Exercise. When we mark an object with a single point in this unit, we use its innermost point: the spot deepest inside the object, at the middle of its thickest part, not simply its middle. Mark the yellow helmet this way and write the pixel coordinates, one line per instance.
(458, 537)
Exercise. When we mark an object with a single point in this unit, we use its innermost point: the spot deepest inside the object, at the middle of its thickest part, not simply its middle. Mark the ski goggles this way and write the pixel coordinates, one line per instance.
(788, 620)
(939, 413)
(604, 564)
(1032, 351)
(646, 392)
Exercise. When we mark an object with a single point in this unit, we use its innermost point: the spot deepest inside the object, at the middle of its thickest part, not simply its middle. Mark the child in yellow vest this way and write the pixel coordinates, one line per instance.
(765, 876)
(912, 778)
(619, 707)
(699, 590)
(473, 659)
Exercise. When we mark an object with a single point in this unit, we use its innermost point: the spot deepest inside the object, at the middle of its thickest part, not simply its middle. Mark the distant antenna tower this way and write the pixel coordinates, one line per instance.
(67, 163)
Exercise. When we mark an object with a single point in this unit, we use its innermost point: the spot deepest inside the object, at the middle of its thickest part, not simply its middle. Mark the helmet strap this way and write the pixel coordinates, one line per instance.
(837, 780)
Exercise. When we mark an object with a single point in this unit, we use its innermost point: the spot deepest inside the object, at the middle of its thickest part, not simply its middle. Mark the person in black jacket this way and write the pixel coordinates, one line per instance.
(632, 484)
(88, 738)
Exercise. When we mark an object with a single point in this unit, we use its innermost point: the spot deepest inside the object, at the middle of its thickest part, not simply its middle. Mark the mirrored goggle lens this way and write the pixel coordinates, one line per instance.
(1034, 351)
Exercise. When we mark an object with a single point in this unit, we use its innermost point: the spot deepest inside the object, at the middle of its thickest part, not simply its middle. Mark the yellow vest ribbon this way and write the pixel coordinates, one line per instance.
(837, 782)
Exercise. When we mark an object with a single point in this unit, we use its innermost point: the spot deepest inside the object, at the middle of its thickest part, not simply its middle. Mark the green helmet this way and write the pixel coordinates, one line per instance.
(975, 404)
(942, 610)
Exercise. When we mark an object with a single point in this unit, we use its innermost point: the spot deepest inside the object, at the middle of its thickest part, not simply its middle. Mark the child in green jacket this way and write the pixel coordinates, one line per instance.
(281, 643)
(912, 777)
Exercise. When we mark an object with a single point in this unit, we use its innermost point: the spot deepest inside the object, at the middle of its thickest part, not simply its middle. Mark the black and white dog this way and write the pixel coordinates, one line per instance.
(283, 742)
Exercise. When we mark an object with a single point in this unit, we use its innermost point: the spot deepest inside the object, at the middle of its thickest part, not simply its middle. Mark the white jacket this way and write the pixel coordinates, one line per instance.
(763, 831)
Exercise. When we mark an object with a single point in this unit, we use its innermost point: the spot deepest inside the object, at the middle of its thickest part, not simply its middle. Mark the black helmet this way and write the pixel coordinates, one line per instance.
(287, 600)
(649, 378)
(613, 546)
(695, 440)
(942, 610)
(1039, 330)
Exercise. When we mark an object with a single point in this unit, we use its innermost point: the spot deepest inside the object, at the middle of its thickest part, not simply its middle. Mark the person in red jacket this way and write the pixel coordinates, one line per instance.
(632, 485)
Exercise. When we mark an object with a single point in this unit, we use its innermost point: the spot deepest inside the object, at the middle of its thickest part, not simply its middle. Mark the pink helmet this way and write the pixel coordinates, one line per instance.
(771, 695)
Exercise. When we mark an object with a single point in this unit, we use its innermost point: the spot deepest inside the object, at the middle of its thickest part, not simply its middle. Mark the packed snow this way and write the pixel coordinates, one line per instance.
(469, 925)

• _The request_: Type out the entries again, word for word.

• _Problem solution_:
Exercise. When we mark an object with a single point in this unit, we use its innermost point: the spot deepest inside the object, at the middle of its thickest part, not simply its middle. Mark the yellow helmet this way and write the pixel coordinates, one line per instance.
(458, 537)
Exercise. When we mark an object with a single point in this unit, we use its innermost point: the spot deepest inside the object, at the middle of its thickest part, not simply its middle. Mark the ski goggles this way and write the pixel coordinates, one line per instance.
(788, 620)
(939, 413)
(604, 564)
(1032, 351)
(646, 392)
Exercise. When we mark an object with a single point in this unit, we use its innermost point: the spot deepest inside the object, at the middle of its thickest part, not simply its middle. Mark the child in yellow vest this way and write the pixel coordinates, one line per instance.
(765, 876)
(912, 778)
(619, 707)
(699, 590)
(473, 659)
Exercise. When we mark an object with a single point in this unit, we use its innermost point: the spot deepest inside the object, at the middle of its thickest part, not simply its middle. Mark the distant antenna tower this way and write the pixel coordinates, one line per instance.
(67, 163)
Exercise. When we mark an object with a single point in this unit, we use its innermost point: the spot deepest inside the object, at the middle of its thickest part, not simply its middle. Mark the helmet strap this way and write the pixel coordinates, one line per instance.
(837, 780)
Exercise. When we mark an object with a single point in this unit, we use its innermost point: the spot deepest inside the object, at the middle of its thickest part, not simply its middle. Mark the person in black jacket this way and write the pixel coordinates, one line per instance.
(632, 484)
(88, 738)
Exercise. When we mark an object with a single point in this unit, we use its innermost point: the spot deepest inside the object, at the middle of its thickest part, not simply its middle. Mark the mirrored goggle lens this way and write the pixel coordinates, one line per instance.
(1034, 351)
Exercise. When we mark an object with a single point in this unit, we use its innermost point: the spot deepest inside the object, at the middle of its thickest part, not simply its middle. Mark the yellow vest ribbon this way and write the pixel coordinates, one line per instance.
(837, 782)
Exercise. When we mark an object with a single point in this unit, we use its innermost point: the spot deepest inside the object, at the middle of its thickest part, not simply its middle. Mark the green helmet this way and write the pixel coordinates, one line per instance.
(975, 404)
(942, 610)
Exercise. When we mark an object with a single point in this unit, we use its innermost point: the spot deepest inside the object, at the middle of its thickest part, not simply its middle. Mark the child in green jacket this way and write the pixel coordinates, one line per instance.
(281, 643)
(912, 777)
Exercise. When we mark an object with a single point in this unit, we use its innermost point: the spot deepest inside the object, at the middle of its thickest part, not simply its middle. Mark the black and white dog this way and write the pixel coordinates, one line per instance.
(283, 742)
Exercise. When we mark an object with a single point in this unit, we use its innermost point: the spot deepest inside the object, at the middle of its thickest part, not simply its middle. Mark the white jacket this way and write the pixel coordinates, one line per instance.
(763, 831)
Exercise. When we mark an object with a single point in this unit, we use its innermost point: the spot deepest inside the object, at the middle of its thickest part, not simply its middle. Mark the black helmet this way and write the pixel coordinates, one line per instance.
(287, 600)
(649, 378)
(613, 546)
(695, 440)
(942, 610)
(1039, 330)
Exercise. When we mark an object with a single point in this unit, we use its innermost point: the spot deepest inside the object, at the middle of its thickest part, not simply its middle. Mark the person in red jacket this way and write the pixel coordinates, one line per instance.
(632, 485)
Exercise. When we mark an object with a single point in this unit, we use its innermost point: the spot deepest inside the object, at the middle of its thickest part, not simply its middle. Mark the pink helmet this way and write the pixel coordinates, one line per instance.
(771, 695)
Exercise. When we mark an object with a single point in this unit, we use its innermost point: the spot deepest inside the object, at the middle of its thickest part, not simply its middle. Mark the packed snow this way and write the pixel coordinates, one line per instance.
(469, 925)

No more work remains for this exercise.